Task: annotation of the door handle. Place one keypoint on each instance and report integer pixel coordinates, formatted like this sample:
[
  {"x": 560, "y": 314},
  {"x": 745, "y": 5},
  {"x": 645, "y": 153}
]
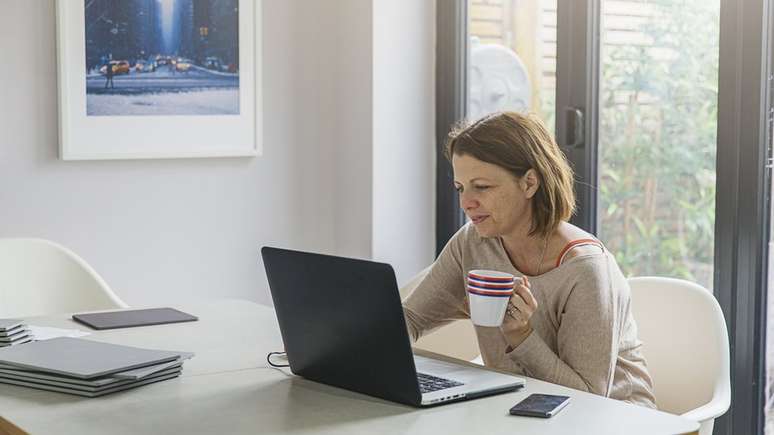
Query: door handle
[{"x": 575, "y": 127}]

• [Your goal] Please write out the items above again, swapping "door handle" for "drawer pull" everywhere and leaving everything else unchanged. Leave the pictures out.

• [Task solution]
Task: annotation of the drawer pull. Place one keypoint on each instance and report integer pixel coordinates, formatted like this sample:
[
  {"x": 560, "y": 314},
  {"x": 745, "y": 5},
  {"x": 645, "y": 153}
]
Query: drawer pull
[{"x": 575, "y": 127}]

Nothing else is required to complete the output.